• EXCERPTED TEXT
╭──
# Hilbert–Schmidt Independence Criterion (HSIC): A Clear Numerical Example

This section provides a **step-by-step numerical explanation** of **HSIC** using a nonlinear example. HSIC is a **kernel-based, nonparametric dependence measure** that is widely used for **feature selection**, especially in **time series and high-dimensional settings**.

Unlike Mutual Information (MI), HSIC:

- Does **not** estimate probability densities
- Does **not** require discretization or kNN
- Measures dependence via **kernels and geometry in RKHS**

## Example Setup

We observe one feature $X$ and one target $Y$ over four time points:

| i   | $X_i$ | $Y_i$ |
| --- | ----- | ----- |
| 1   | 1     | 1     |
| 2   | 2     | 4     |
| 3   | 3     | 9     |
| 4   | 4     | 16    |

This is again a **nonlinear relationship**:  
$Y = X^2$

## Step 1 — Choose Kernels

HSIC requires a kernel for $X$ and a kernel for $Y$.
╰──
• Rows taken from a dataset
╭──
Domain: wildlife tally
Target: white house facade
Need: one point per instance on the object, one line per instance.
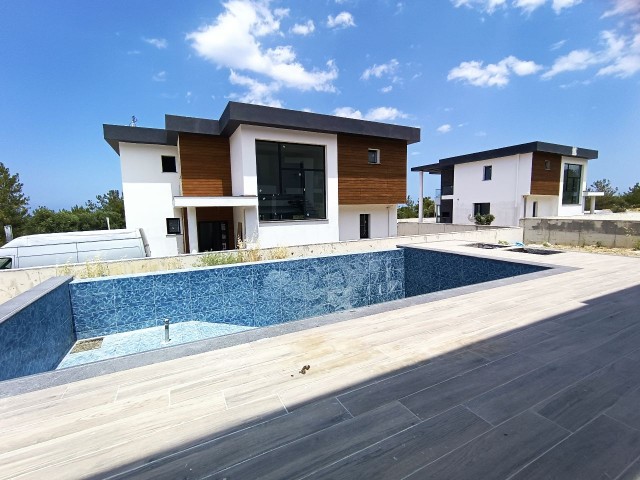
(263, 176)
(535, 179)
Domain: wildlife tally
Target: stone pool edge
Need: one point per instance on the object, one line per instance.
(54, 378)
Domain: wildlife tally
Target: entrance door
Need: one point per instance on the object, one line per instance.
(212, 236)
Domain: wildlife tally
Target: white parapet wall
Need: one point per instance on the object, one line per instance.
(15, 282)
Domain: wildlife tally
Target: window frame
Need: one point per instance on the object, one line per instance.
(166, 158)
(377, 152)
(485, 169)
(573, 196)
(285, 170)
(169, 221)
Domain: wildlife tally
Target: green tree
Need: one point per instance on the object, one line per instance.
(13, 203)
(632, 197)
(610, 197)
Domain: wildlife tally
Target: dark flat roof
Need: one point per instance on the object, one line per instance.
(236, 114)
(565, 150)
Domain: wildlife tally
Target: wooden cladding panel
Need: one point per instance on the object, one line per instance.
(360, 183)
(206, 165)
(545, 182)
╰──
• PROBLEMS TO WORK ON
• a. In the HSIC text, what nonlinear relationship between X and Y does the example use?
• b. Reproduce the portion of the HSIC text starting with "# Hilbert–Schmidt Independence" and going on through "and high-dimensional settings**.".
• c. List each way the HSIC text says HSIC differs from Mutual Information.

• EXERCISE RESULTS
• a. Y = X²

• b.
# Hilbert–Schmidt Independence Criterion (HSIC): A Clear Numerical Example

This section provides a **step-by-step numerical explanation** of **HSIC** using a nonlinear example. HSIC is a **kernel-based, nonparametric dependence measure** that is widely used for **feature selection**, especially in **time series and high-dimensional settings**.

• c.
- It does not estimate probability densities.
- It does not require discretization or kNN.
- It measures dependence via kernels and geometry in RKHS.